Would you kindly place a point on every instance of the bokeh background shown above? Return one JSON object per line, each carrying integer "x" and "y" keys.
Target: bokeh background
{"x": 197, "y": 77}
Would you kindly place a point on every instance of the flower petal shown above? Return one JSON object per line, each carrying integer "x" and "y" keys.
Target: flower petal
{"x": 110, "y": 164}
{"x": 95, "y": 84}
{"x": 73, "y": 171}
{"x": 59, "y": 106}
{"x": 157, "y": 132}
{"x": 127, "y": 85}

Task statement :: Rewrite all the records above as a two-column CSV with the headers input and output. Give one row per record, and put its text and its answer each in a single quoted field with line breaks replaced by spaces.

Final result ::
input,output
"Would you kindly place a point on every instance of the bokeh background shown above? Return one JSON object per line, each carrying integer ""x"" and ""y"" keys. Target: bokeh background","{""x"": 197, ""y"": 77}"
"Would you kindly place a point on every instance of the flower petal shown above? Return one JSON object per line, each carrying integer ""x"" and ""y"" keys. Target: flower petal","{""x"": 110, ""y"": 164} {""x"": 95, ""y"": 84} {""x"": 73, ""y"": 171} {""x"": 59, ""y"": 106} {""x"": 157, ""y"": 132} {""x"": 127, ""y"": 85}"